SET PROBLEM A: In the review of the play Heisenberg, where does the play open?
SET PROBLEM B: Quote the Heisenberg review word for word from "Alex is put" to "of his compassion.".
SET PROBLEM C: Pick up the review of the play Heisenberg after its final sentence and keep writing.

DOCUMENT EXCERPT:
NEW YORK — It begins with a kiss, albeit one we don't see.

Simon Stephens' Heisenberg (*** out of four stars) opens in a London train station, right after Georgie, a woman in her early 40s, has planted her lips on the back of a strange man's neck. His name is Alex, and he's more than 30 years her senior. In the world-premiere production — which opened off-Broadway Wednesday at Manhattan Theatre Club's New York City Center — he's played by stage-and-screen vet Denis Arndt.

Georgie is played by the enduringly lovely Mary-Louise Parker. "It's fine," Alex assures her, post-smooch, as any fellow in his position might. "It's not," Georgie responds, and proceeds to make her case by peppering him with questions and observations, some of them quite rude.

Alex is put off but clearly intrigued, though it's Georgie who makes the next move. She admits, early on, to having lied to him about a few key details in telling her own story. But it becomes clear that her desperation is real — even after she has willed her way into Alex's life and tested the limits of his compassion.

Stephens, a two-time Olivier Award winner and current Tony nominee for The Curious Incident of the Dog In the Night-Time, doesn't judge either character. His dialogue in Heisenberg (which includes no mention of the German physicist seemingly referenced in the title) reveals two lonely people still trying to resolve old conflicts as they confront the new riddles posed by one another.

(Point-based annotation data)

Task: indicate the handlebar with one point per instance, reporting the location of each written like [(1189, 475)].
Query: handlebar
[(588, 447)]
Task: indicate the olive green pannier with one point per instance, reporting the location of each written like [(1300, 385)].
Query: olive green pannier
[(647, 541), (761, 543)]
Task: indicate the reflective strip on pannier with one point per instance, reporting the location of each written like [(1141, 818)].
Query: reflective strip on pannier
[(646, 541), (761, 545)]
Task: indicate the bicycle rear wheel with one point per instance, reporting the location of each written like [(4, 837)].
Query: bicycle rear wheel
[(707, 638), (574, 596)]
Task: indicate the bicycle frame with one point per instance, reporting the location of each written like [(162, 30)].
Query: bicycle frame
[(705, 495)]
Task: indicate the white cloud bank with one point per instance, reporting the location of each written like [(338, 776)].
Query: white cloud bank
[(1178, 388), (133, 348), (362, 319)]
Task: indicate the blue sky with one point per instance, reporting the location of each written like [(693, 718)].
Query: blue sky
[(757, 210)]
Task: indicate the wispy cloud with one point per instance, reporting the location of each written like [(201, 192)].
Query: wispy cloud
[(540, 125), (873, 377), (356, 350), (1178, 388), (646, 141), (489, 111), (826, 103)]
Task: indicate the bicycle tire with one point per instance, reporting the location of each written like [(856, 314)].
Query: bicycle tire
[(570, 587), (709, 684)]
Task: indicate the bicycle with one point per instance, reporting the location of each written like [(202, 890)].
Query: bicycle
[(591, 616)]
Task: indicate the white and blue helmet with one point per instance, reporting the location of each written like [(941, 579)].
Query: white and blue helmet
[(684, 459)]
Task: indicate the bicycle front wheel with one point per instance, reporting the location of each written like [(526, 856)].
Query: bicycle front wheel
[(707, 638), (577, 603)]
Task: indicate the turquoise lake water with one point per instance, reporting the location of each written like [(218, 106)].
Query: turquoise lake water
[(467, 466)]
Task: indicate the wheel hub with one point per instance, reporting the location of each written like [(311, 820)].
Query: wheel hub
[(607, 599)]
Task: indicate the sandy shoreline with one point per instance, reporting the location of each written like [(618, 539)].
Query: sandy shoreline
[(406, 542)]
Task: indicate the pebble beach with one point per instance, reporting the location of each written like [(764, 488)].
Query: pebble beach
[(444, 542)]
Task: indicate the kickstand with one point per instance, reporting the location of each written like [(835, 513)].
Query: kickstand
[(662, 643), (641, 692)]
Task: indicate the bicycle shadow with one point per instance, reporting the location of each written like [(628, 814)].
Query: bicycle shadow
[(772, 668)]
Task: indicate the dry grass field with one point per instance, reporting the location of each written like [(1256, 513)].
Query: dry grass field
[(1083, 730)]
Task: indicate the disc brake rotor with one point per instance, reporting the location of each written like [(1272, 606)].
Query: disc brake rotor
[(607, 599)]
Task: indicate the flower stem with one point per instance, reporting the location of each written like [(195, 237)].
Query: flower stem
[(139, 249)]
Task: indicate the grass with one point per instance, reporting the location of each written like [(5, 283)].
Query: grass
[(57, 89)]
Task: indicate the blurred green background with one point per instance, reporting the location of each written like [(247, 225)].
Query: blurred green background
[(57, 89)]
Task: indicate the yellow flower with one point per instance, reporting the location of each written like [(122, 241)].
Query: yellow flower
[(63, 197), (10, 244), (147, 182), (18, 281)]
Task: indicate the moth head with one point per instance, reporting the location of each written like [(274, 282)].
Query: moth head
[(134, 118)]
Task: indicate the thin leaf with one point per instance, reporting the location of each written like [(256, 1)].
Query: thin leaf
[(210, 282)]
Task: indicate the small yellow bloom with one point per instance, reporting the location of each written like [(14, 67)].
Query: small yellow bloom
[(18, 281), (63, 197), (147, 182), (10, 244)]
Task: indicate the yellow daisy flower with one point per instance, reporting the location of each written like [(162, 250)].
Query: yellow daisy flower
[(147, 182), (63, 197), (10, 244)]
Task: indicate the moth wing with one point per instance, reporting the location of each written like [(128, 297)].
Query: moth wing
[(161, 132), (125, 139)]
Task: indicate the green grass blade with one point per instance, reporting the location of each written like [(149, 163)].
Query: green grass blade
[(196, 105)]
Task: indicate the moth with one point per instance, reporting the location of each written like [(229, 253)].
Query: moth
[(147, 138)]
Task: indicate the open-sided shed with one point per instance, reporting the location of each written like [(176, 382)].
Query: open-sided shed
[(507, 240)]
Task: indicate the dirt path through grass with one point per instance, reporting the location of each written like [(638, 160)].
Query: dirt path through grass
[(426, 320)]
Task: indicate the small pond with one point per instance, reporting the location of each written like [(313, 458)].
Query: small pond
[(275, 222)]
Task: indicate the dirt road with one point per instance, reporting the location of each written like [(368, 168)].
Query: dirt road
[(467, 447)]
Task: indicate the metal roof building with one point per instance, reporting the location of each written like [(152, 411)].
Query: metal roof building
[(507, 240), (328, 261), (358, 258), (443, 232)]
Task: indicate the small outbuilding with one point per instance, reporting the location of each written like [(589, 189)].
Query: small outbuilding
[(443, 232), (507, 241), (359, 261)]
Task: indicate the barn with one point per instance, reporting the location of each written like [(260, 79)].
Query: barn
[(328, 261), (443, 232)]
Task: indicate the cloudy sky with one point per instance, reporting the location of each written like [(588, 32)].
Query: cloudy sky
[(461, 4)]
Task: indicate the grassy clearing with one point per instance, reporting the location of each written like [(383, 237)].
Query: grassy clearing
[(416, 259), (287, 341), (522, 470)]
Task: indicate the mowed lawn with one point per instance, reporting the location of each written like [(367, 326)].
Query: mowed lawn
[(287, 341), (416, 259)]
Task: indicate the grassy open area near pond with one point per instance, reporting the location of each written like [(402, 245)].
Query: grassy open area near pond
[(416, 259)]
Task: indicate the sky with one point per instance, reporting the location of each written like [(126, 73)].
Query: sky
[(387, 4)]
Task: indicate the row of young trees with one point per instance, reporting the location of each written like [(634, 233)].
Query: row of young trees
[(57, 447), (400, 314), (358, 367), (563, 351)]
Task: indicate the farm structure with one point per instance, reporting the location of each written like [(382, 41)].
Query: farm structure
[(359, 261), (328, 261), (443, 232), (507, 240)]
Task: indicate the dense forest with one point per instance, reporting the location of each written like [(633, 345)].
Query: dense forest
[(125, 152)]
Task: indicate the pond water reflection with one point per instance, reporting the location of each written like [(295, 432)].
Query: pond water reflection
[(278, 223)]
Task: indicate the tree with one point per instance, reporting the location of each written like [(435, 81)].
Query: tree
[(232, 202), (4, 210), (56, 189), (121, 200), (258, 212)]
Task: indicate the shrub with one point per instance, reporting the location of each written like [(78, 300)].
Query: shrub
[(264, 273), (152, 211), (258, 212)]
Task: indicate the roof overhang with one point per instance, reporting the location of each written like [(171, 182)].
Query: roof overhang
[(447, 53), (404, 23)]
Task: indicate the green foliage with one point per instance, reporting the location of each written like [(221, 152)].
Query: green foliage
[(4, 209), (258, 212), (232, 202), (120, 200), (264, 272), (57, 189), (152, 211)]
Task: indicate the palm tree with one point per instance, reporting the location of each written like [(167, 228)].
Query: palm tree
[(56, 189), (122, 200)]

WRITTEN RESPONSE A: In a London train station.

WRITTEN RESPONSE B:
Alex is put off but clearly intrigued, though it's Georgie who makes the next move. She admits, early on, to having lied to him about a few key details in telling her own story. But it becomes clear that her desperation is real — even after she has willed her way into Alex's life and tested the limits of his compassion.

WRITTEN RESPONSE C:
Both have moved to London from other places: Alex is from Ireland, Georgie from New Jersey. They have suffered different kinds of loss and alienation, but their need to connect is a shared one, and Stephens takes a forgiving, ultimately uplifting view of their stumbles and their progress.

The small, spare production, directed with wit and grace by Mark Brokaw, keeps both actors intensely in focus throughout. As she has done with other alluringly offbeat characters, Parker makes Georgie both seductive and irritating. If her delivery can at times border on the shrill, she is entirely credible as a well-preserved American woman of a certain generation.

Arndt's performance complements hers beautifully. His Alex is in ways just as mysterious as Georgie, a man whose strength and longing can sneak up on us as he's drawn out of his shell. "More often than not I just end up being disappointed with other people," he tells Georgie, but Arndt makes his yearning achingly palpable.

Georgie emerges with her own doubts. "I missed the point about everything," she says, near the end of the play. But she still has the rest of her life to figure things out, and so, Heisenberg reminds us, do we.